| ACTIONS DEMANDÉES |
• a. Recopiez le passage de l'extrait sur la crise grecque situé entre « Je l'ai dit » et « contenu de l'accord. », ces deux bornes comprises.
• b. Reprenez l'extrait sur la crise grecque à partir de l'endroit où il s'interrompt et poursuivez-en la rédaction.

| EXTRAIT DU DOCUMENT |
▬▬▬▬▬▬

Nos compatriotes, qui ont suivi les évolutions de la situation grecque au jour le jour, ont bien senti que quelque chose de fondamental se jouait et que notre destin pouvait basculer. En effet, au-delà de l'avenir de la Grèce, c'est aussi, d'une certaine façon, l'avenir de la construction européenne qui était en cause.
Or, une fois encore, il faut constater que l'Europe, au moment où nous nous exprimons, est en train de surmonter une crise qui aurait pu lui être fatale.
Sans un accord, en effet, nous aurions laissé un pays et abandonné un peuple à un sort extrêmement difficile sur le plan économique, fait de dévaluation, d'inflation, d'effondrement des salaires, de faillite des banques et des entreprises, de risques de divisions, de déstabilisations, mais devant aussi subir des conséquences géopolitiques et géostratégiques» - nous en avons parlé l'autre jour - «que personne ne peut nier. Sans un accord, nous aurions donné une image inquiétante de l'Europe vis-à-vis du monde, c'est-à-dire de tous nos partenaires, des États-Unis, de la Chine et des autres grands pays, et nous aurions, en quelque sorte, tiré un trait sur une certaine conception de la solidarité européenne. La France ne pouvait pas l'accepter».
Je l'ai dit ici même, au nom du gouvernement, il y a quelques jours.
«Notre pays a su faire entendre sa voix, peser de tout son poids, grâce, en particulier, au président de la République. Nous avons estimé que l'on ne faisait pas sortir un pays de l'Union européenne comme cela, au gré des aléas, et que le fatalisme, les égoïsmes, le chacun pour soi, quelles que soient les difficultés, ne pouvaient pas être le langage de l'Europe.
La semaine dernière, vous avez tous souhaité que nous débattions ici, pour que la parole de la représentation nationale se fasse entendre».
Le président Larcher était intervenu en ce sens.
«De fait, l'Europe doit toujours se construire avec le peuple et ses représentants.
C'est dans cette même logique que le président de la République a souhaité que le Parlement se prononce, par un vote, sur le contenu de l'accord.
Quelques mots sur cet accord.
D'abord, il constitue la réaffirmation que la place de la Grèce est dans la zone euro et pleinement dans l'Union européenne.
Il n'y a donc pas de «Grexit», pour reprendre un mot que je ne trouve pas très joli, «ni de «Grexit temporaire», idée dangereuse et, en réalité, compte tenu des mécanismes, assez impraticable, qui reviendrait sans doute au même.
Nous entendons parler d'«humiliation», mais, même si les choses sont très difficiles, l'humiliation aurait sans doute été, pour ce pays, d'être chassée de la monnaie unique, alors que l'immense majorité des Grecs souhaitent la conserver.
Cet accord est aussi la réaffirmation de la volonté de dix-neuf États souverains de préserver l'intégrité et la stabilité de la zone euro.
Quand on l'examine en détail, on constate que l'accord qui va faire l'objet de votre vote comporte trois dispositions principales.
Première mesure : la Grèce va pouvoir disposer de financements importants, en contrepartie d'engagements sur un certain nombre de réformes.
Un nouveau programme d'aide financière, sur trois ans, dans le cadre du Mécanisme européen de stabilité, comprendra entre 82 et 86 milliards d'euros, en complément de deux précédents programmes. C'est malheureusement indispensable au regard de la situation financière et économique d'un pays qui ne peut aujourd'hui absolument pas se financer sur les marchés.

▬▬▬▬▬▬

| DONNÉES FOURNIES |
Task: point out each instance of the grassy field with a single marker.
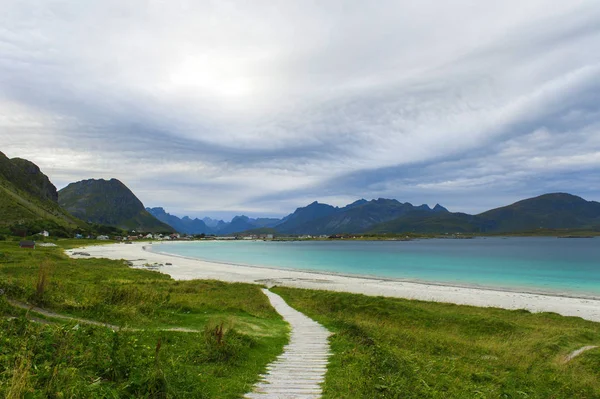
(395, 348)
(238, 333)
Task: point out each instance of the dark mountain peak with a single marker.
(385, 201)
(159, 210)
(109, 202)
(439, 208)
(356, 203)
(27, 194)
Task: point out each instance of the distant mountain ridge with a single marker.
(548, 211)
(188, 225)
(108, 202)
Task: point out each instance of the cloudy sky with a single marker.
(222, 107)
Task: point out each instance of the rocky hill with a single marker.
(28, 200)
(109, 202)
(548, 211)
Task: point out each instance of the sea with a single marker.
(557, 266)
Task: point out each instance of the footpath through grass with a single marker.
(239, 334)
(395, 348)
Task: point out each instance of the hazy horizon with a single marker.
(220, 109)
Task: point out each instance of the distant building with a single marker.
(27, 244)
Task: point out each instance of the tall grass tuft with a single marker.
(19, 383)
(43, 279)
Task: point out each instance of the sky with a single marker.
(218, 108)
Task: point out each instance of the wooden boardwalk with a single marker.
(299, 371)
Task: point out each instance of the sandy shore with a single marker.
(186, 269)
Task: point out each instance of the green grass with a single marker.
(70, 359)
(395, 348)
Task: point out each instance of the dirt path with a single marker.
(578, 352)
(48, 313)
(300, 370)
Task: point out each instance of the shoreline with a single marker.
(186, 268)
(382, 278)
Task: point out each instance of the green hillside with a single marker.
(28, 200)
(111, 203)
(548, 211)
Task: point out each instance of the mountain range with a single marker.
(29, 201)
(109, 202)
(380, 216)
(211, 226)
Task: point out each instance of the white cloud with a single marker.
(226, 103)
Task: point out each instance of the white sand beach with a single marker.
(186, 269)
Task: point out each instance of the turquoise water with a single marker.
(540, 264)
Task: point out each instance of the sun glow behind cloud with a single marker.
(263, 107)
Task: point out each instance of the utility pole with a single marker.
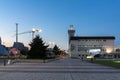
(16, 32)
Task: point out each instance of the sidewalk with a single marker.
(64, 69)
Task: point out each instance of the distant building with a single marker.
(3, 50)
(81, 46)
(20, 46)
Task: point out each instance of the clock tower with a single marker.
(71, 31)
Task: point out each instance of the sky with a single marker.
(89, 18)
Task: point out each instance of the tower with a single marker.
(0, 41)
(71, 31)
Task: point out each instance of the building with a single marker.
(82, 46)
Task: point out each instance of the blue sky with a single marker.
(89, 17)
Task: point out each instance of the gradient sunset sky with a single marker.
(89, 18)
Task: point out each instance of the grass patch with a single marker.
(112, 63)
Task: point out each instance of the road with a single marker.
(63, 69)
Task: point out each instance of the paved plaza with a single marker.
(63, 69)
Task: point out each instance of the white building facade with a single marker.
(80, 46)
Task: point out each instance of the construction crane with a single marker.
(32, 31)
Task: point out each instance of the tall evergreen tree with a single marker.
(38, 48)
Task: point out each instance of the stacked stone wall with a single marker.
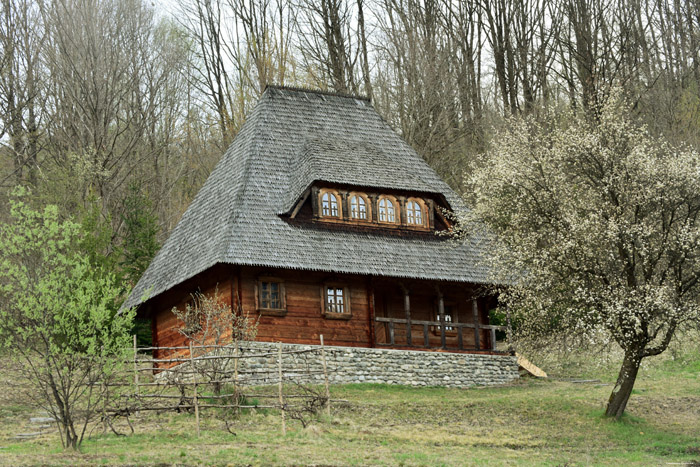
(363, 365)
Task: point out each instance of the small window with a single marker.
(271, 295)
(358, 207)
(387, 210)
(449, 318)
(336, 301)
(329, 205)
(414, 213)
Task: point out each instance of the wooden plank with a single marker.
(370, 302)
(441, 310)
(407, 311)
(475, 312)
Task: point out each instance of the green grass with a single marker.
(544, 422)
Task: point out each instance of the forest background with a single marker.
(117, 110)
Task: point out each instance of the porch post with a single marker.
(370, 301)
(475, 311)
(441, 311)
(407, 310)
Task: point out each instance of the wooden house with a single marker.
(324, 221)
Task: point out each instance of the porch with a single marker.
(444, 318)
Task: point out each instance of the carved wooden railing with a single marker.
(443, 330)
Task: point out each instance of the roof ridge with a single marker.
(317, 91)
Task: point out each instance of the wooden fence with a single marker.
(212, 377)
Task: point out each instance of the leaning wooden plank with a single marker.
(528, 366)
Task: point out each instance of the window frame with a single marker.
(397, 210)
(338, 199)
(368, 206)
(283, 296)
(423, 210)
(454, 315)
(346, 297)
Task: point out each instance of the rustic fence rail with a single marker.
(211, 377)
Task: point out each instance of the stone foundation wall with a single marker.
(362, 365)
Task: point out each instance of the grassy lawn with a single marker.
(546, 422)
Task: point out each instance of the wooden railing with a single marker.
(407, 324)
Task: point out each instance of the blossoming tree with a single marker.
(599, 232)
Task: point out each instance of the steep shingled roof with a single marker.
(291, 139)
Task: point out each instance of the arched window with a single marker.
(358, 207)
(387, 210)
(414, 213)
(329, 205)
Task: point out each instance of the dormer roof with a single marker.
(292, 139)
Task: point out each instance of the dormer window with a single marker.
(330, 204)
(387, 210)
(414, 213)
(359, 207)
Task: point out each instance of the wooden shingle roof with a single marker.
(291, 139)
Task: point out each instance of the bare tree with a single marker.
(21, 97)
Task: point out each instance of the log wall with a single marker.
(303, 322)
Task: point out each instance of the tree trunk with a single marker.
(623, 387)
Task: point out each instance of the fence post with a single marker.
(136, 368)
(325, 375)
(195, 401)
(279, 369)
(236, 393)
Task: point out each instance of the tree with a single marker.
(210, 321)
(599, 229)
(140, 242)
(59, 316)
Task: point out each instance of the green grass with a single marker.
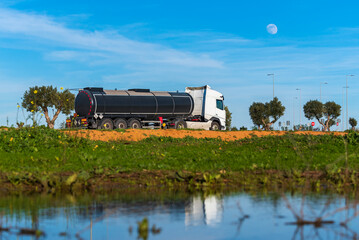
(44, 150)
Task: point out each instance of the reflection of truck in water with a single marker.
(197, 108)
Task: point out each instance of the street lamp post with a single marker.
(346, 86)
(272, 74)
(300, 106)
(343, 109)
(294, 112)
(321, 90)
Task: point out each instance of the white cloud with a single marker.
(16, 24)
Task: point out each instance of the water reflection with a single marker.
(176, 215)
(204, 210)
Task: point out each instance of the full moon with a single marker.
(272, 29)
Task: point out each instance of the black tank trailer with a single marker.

▬▬▬▬▬▬

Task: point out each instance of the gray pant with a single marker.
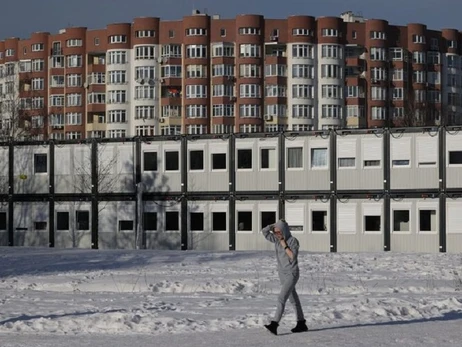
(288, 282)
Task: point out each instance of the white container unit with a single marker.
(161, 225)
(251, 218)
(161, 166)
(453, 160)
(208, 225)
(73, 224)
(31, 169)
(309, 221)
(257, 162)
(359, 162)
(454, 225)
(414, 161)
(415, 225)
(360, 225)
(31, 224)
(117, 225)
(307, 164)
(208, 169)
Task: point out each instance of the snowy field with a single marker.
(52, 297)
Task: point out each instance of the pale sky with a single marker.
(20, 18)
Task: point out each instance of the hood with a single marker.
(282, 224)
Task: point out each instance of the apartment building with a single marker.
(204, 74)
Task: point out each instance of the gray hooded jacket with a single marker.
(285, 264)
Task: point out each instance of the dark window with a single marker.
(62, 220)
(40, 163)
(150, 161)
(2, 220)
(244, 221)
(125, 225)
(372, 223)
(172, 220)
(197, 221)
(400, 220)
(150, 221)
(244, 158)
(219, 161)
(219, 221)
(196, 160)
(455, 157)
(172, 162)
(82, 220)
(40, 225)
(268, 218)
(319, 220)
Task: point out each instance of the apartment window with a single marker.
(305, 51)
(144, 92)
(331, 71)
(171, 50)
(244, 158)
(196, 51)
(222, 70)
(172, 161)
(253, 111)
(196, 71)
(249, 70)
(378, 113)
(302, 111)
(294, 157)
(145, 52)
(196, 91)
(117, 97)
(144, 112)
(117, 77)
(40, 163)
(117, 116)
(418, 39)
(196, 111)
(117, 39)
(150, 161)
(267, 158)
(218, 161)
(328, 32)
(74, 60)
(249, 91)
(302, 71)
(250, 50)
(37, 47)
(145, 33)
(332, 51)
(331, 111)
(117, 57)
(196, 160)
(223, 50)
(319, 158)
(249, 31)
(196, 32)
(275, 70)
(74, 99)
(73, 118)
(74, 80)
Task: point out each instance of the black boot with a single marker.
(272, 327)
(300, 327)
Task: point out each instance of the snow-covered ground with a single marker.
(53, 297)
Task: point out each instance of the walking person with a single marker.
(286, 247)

▬▬▬▬▬▬

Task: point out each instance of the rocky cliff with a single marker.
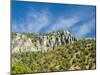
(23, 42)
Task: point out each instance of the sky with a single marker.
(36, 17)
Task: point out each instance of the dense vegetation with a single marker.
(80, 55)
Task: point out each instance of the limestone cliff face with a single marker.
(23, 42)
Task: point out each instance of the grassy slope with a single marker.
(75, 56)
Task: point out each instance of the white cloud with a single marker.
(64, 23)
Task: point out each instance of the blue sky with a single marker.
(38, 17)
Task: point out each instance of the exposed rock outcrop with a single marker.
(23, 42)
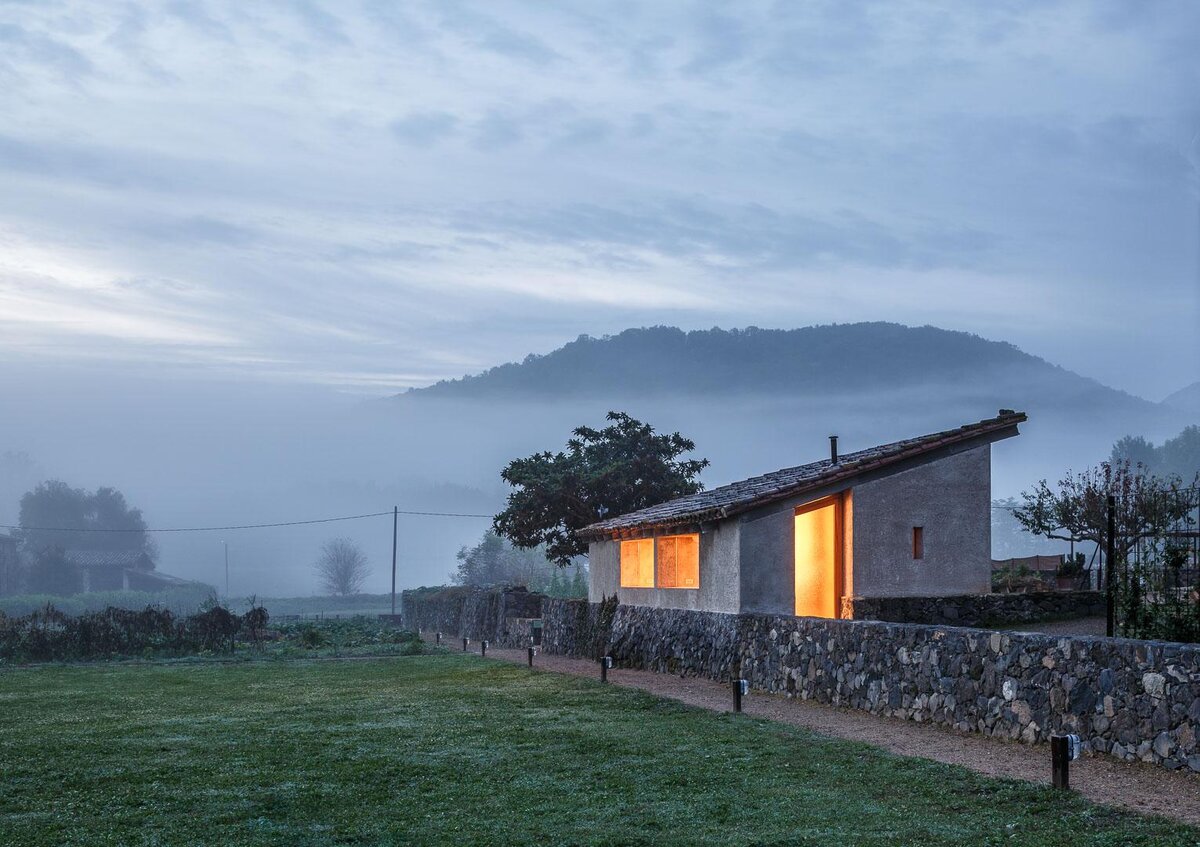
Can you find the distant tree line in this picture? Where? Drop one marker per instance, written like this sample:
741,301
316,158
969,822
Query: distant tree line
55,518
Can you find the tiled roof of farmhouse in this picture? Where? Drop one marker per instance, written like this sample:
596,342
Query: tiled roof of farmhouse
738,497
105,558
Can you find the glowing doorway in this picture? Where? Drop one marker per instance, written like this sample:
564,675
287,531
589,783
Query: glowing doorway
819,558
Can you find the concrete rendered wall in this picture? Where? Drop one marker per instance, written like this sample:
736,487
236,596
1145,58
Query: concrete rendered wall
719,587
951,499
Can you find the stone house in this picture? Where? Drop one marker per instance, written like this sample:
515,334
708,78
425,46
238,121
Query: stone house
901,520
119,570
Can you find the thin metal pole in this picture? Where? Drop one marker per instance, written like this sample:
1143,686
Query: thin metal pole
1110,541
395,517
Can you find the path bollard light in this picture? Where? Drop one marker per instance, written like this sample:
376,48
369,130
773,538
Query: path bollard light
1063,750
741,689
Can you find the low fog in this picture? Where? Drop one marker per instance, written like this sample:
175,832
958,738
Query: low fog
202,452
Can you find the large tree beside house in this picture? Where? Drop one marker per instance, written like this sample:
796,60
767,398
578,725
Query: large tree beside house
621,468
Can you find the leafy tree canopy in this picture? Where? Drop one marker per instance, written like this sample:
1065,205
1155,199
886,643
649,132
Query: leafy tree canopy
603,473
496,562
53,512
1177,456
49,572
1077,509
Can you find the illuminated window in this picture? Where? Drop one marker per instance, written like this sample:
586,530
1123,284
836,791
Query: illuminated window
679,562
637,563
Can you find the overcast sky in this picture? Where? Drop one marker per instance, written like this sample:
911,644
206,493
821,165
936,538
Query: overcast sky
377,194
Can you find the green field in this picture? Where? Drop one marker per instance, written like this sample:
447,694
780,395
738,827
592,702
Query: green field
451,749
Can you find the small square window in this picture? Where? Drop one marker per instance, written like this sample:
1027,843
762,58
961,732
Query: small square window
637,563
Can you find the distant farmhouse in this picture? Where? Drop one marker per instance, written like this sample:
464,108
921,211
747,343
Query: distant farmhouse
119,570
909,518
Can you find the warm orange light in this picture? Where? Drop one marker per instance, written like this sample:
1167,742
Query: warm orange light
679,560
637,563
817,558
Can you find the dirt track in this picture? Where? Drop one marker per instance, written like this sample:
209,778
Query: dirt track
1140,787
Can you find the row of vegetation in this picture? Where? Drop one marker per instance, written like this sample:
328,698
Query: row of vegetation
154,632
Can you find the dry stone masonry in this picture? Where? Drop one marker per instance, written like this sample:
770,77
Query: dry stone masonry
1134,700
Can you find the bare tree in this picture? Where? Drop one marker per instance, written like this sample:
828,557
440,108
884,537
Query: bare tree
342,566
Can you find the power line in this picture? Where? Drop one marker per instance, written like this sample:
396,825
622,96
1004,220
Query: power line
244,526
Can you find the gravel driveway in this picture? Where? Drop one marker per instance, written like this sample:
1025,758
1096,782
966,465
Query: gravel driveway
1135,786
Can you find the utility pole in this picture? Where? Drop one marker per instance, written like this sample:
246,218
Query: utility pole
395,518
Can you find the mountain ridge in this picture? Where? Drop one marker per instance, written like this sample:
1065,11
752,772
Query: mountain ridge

▬▬▬▬▬▬

| LES RÉPONSES |
• a.
Je l'ai dit ici même, au nom du gouvernement, il y a quelques jours.
«Notre pays a su faire entendre sa voix, peser de tout son poids, grâce, en particulier, au président de la République. Nous avons estimé que l'on ne faisait pas sortir un pays de l'Union européenne comme cela, au gré des aléas, et que le fatalisme, les égoïsmes, le chacun pour soi, quelles que soient les difficultés, ne pouvaient pas être le langage de l'Europe.
La semaine dernière, vous avez tous souhaité que nous débattions ici, pour que la parole de la représentation nationale se fasse entendre».
Le président Larcher était intervenu en ce sens.
«De fait, l'Europe doit toujours se construire avec le peuple et ses représentants.
C'est dans cette même logique que le président de la République a souhaité que le Parlement se prononce, par un vote, sur le contenu de l'accord.

• b.
La négociation de ce programme prendra nécessairement plusieurs semaines. Il y a donc urgence à mettre en place un financement-relais dans les tout prochains jours. La Grèce a devant elle d'importantes échéances de remboursement, notamment à l'égard de la Banque centrale européenne, qui a joué et continue de jouer un rôle majeur pour apporter des liquidités. C'est pourquoi la France est pleinement mobilisée pour définir, avec ses partenaires, les modalités de ce financement.
Le nouveau programme d'aide financière sur trois ans exige, et c'est normal, le respect de conditions strictes. En liant leurs destins, les pays de l'Union se donnent des règles qui doivent valoir pour tous.
Dès ce soir, la Grèce devrait voter des réformes importantes sur la TVA, de manière à dégager plus de recettes, et sur le système de retraites, sujet très délicat, pour en garantir la viabilité.
La semaine prochaine, la Grèce doit faire adopter le code de procédure civile, car il faut accélérer les procédures judiciaires et réduire les coûts. Elle devra ensuite mener d'importantes réformes pour améliorer le fonctionnement de son économie, notamment le marché des biens de consommation, le marché de l'énergie ou encore le marché du travail.
Un programme de privatisations est également prévu. Un fonds indépendant, localisé en Grèce et placé sous l'autorité du gouvernement grec - la France y a insisté, pour que la souveraineté de la Grèce soit respectée - gérera la vente d'un certain nombre d'actifs. Les produits générés permettront à la Grèce de disposer progressivement d'une somme d'un montant total de 50 milliards d'euros» - c'est beaucoup d'argent ! - «pour rembourser la recapitalisation des banques, diminuer la dette et soutenir l'investissement, et donc la croissance.
Enfin, la Grèce s'engage à moderniser en profondeur son administration publique et va notamment créer une agence des statistiques indépendante».
Vous vous rappelez sans doute que, par le passé, des travestissements de la réalité avaient donné lieu à des controverses.
«Les choix faits par le gouvernement de M. Tsipras ne sont certainement pas faciles. Alors qu'ils ont déjà subi les effets d'une crise économique et sociale sans précédent, les Grecs devront faire des efforts supplémentaires. Ces efforts sont indispensables» - c'est tout le problème - «et, il faut y insister, sans commune mesure avec l'appauvrissement de la population grecque qu'aurait provoqué un Grexit».
Les deux solutions doivent toujours être comparées, même si chacune a ses inconvénients.
«Il faut saluer le courage du Premier ministre grec qui, prend, ici, des décisions difficiles, mais nécessaires, dans l'intérêt supérieur de son pays. Et, quand on veut soutenir la Grèce et M. Tsipras, il est préférable de ne pas faire le jeu de ceux qui voudraient la sortie du pays de la zone euro. Certains, essentiellement par idéologie, militent aujourd'hui pour un refus de l'accord. En réalité, les suivre pourrait faire le malheur des Grecs malgré eux !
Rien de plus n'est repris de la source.